### Work request
Report every line of the entries that contains the word "below".

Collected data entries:
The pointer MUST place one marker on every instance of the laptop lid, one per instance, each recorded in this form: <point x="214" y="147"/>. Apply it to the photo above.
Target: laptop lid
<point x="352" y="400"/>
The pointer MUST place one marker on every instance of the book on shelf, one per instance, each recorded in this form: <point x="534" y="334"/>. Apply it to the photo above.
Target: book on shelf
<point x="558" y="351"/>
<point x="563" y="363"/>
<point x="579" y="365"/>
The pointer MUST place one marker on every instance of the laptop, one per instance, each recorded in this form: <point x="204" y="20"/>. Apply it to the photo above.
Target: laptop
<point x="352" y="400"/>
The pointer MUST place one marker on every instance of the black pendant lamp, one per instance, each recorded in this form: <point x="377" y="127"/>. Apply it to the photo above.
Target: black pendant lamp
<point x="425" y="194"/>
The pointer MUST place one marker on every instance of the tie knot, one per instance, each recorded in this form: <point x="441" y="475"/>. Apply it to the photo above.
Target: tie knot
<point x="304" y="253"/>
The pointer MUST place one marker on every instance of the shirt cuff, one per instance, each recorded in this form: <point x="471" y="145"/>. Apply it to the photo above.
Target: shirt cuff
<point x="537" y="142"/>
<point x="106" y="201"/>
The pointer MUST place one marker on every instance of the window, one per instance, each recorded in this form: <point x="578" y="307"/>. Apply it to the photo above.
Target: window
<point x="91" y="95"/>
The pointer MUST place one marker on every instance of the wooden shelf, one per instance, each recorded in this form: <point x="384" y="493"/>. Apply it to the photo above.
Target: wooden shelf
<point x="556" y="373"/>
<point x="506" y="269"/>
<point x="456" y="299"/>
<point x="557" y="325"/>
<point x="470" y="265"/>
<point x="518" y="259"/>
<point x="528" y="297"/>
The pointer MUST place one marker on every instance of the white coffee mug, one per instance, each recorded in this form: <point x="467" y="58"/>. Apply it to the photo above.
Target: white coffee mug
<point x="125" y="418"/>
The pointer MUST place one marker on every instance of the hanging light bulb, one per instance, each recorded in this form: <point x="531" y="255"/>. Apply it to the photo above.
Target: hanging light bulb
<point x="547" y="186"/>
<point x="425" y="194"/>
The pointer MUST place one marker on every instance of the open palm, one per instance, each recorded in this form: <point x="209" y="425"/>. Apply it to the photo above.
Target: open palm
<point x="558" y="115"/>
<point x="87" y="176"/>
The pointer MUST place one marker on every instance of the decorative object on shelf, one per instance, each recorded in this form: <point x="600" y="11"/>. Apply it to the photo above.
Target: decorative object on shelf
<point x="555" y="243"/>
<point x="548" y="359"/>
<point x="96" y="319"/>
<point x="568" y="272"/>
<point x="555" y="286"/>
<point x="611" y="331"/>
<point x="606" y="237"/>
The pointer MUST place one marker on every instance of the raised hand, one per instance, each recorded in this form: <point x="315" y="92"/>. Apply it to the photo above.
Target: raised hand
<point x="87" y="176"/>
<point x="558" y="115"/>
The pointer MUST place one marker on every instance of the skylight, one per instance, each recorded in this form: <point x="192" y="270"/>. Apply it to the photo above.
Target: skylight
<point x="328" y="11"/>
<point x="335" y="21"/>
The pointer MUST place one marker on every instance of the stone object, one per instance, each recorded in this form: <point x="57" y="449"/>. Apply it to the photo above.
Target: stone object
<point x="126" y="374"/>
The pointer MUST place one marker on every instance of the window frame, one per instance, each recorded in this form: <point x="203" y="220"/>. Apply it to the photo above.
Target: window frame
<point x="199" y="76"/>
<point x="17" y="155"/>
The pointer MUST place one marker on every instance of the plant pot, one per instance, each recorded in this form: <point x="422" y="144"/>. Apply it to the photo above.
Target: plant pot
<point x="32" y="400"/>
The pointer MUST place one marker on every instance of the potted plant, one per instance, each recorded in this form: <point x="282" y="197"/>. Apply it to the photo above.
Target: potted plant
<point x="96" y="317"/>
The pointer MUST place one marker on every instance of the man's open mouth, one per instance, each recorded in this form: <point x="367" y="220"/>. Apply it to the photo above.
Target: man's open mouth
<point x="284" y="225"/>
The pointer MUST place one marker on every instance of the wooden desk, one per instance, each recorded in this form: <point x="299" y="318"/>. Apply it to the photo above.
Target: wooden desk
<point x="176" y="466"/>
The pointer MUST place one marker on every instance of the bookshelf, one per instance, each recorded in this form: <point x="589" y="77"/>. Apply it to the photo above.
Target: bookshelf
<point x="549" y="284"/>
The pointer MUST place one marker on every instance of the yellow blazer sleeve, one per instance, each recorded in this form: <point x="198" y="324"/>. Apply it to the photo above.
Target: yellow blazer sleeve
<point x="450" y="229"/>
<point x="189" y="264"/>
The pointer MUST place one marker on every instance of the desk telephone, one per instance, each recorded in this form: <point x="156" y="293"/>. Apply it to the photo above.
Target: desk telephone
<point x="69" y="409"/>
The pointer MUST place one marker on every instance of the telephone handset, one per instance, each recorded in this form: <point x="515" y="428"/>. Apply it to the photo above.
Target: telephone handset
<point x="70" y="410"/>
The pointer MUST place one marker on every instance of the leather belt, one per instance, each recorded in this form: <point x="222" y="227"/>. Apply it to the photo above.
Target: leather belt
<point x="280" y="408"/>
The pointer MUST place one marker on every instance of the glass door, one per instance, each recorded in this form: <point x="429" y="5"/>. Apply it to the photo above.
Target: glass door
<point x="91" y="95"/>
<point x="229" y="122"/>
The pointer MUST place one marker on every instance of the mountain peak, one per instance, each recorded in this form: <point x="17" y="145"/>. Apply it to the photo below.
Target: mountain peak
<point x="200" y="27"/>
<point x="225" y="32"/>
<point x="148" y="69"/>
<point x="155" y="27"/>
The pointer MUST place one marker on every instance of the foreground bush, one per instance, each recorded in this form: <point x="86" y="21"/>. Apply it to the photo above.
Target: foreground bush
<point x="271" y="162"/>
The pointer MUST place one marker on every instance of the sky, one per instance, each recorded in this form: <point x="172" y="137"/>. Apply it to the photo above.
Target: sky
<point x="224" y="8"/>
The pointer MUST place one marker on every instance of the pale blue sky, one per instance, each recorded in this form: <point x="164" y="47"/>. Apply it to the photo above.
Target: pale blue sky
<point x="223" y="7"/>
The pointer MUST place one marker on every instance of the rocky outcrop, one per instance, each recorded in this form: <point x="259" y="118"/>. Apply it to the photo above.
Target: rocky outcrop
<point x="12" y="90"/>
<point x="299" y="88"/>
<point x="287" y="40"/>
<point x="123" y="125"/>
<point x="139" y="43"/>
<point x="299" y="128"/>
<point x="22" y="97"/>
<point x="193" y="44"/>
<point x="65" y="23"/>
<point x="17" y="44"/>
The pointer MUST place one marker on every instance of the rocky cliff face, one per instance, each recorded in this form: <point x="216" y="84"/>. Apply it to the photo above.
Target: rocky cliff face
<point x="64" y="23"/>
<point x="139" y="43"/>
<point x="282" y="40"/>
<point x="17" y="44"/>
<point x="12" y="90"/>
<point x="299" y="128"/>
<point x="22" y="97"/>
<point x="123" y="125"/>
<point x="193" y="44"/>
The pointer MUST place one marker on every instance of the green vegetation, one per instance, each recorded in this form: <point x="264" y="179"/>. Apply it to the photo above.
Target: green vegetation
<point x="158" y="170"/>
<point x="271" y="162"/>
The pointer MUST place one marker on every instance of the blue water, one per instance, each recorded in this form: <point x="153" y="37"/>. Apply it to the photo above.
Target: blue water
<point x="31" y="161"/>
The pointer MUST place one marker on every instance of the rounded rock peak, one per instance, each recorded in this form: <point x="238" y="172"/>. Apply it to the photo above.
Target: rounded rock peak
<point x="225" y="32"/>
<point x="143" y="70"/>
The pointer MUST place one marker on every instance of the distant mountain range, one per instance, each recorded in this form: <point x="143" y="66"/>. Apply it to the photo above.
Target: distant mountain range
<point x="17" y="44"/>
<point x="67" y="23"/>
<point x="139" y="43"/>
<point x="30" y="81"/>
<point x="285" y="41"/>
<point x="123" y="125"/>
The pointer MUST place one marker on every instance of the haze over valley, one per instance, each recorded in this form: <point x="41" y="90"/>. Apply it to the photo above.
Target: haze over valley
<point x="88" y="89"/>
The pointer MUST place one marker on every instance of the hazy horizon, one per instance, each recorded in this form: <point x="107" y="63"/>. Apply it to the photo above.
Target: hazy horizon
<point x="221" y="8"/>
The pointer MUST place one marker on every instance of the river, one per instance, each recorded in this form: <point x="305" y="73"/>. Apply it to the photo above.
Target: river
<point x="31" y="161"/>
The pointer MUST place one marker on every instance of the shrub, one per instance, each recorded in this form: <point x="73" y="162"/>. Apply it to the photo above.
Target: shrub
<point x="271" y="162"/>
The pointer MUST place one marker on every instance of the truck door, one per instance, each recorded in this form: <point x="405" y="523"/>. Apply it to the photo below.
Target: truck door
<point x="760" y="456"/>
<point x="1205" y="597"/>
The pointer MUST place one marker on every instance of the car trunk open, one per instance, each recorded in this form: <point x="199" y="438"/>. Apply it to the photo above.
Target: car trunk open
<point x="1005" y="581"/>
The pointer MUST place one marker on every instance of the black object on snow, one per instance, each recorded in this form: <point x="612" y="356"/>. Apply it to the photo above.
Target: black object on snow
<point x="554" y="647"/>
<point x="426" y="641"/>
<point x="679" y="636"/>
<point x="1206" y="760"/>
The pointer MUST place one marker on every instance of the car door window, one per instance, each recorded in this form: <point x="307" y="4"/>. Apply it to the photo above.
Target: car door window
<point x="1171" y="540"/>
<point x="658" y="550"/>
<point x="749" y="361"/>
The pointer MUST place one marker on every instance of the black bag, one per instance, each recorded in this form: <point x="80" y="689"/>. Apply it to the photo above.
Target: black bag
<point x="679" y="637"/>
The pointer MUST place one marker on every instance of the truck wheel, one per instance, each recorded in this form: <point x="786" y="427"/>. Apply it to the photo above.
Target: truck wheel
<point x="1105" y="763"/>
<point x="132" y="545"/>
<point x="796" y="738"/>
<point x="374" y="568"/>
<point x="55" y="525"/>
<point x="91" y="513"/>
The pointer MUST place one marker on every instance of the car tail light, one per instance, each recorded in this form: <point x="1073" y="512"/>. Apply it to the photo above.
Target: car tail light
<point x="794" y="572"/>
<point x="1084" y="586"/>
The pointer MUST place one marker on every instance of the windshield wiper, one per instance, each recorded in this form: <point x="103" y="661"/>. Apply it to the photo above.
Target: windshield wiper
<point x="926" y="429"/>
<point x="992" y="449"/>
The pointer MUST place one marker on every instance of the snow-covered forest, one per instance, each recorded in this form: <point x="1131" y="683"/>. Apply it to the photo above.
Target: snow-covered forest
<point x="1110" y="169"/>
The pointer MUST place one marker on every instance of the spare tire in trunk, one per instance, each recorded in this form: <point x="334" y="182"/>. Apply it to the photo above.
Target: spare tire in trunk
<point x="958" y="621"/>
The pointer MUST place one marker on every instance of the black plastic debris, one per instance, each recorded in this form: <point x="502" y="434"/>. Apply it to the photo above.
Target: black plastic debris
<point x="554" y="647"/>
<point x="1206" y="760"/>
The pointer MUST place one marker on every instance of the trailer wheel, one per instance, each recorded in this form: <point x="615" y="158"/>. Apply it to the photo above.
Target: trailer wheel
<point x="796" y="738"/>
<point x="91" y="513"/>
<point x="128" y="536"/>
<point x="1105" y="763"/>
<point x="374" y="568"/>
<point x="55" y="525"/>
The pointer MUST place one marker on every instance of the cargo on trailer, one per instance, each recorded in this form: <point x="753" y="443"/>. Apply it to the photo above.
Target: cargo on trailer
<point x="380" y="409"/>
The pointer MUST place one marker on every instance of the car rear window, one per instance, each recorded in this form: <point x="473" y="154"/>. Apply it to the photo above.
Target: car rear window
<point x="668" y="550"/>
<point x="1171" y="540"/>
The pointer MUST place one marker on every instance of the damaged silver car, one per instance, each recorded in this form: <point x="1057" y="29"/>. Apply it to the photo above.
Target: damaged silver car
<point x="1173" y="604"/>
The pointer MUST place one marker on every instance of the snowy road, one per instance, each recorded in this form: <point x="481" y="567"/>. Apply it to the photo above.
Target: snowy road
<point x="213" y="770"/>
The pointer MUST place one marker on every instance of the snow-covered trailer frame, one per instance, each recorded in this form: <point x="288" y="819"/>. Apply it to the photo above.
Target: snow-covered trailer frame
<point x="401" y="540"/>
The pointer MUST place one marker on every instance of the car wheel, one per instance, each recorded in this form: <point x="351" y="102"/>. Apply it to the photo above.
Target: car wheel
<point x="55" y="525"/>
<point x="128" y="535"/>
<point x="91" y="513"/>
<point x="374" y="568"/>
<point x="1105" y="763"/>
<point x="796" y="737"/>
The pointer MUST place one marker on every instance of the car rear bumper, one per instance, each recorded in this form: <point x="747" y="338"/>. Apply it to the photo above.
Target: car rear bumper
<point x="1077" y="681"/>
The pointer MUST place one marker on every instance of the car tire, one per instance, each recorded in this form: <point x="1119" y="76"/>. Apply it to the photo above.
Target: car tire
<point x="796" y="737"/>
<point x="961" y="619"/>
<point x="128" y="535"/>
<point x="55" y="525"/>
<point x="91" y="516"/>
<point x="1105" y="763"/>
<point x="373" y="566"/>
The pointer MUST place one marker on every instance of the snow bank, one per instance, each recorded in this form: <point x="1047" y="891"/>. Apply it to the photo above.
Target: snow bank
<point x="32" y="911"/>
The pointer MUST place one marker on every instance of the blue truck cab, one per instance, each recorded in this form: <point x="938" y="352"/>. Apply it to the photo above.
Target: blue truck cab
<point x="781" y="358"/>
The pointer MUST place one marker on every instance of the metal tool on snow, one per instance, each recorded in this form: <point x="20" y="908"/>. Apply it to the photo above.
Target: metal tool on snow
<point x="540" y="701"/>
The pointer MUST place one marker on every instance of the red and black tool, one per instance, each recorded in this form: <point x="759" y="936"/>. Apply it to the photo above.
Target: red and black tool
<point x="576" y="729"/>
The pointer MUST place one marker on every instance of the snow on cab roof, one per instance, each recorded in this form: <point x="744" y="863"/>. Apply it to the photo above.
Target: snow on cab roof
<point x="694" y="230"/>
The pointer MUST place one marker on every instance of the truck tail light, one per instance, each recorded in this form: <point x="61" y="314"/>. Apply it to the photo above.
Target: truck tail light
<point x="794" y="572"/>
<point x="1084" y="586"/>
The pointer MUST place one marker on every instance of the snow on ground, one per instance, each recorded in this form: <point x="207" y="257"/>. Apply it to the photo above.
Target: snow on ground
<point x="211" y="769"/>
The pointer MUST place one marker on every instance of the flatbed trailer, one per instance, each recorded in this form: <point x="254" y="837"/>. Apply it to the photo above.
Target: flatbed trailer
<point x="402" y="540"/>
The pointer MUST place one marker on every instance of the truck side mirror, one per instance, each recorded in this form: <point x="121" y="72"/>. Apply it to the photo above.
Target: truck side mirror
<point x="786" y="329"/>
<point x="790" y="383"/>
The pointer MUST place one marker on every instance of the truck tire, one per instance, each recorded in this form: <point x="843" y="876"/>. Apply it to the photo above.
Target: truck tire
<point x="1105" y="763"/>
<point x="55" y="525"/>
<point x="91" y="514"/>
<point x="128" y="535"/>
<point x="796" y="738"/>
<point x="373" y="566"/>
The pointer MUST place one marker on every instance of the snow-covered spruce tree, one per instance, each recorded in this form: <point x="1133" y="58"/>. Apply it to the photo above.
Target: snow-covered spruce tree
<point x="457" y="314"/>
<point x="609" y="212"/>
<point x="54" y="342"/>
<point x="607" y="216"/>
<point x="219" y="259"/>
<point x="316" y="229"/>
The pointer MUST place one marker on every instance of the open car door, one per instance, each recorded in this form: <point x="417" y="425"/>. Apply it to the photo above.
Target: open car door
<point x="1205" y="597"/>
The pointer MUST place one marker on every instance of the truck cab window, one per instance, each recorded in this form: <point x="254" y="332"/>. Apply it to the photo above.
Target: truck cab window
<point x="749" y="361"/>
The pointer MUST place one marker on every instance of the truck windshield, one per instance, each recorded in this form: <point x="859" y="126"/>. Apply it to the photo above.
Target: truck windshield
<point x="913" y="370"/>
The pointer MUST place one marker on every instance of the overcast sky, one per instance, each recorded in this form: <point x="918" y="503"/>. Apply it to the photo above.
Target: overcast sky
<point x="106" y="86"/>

### Answer section
The pointer MUST place one marker on every instance of the mountain peak, one per instance, each recorded in this form: <point x="17" y="145"/>. Apply it to the photo below.
The pointer MUST place one marker on every instance of the truck door, one per instance, each recorded in this form: <point x="405" y="523"/>. Apply it to the photo below.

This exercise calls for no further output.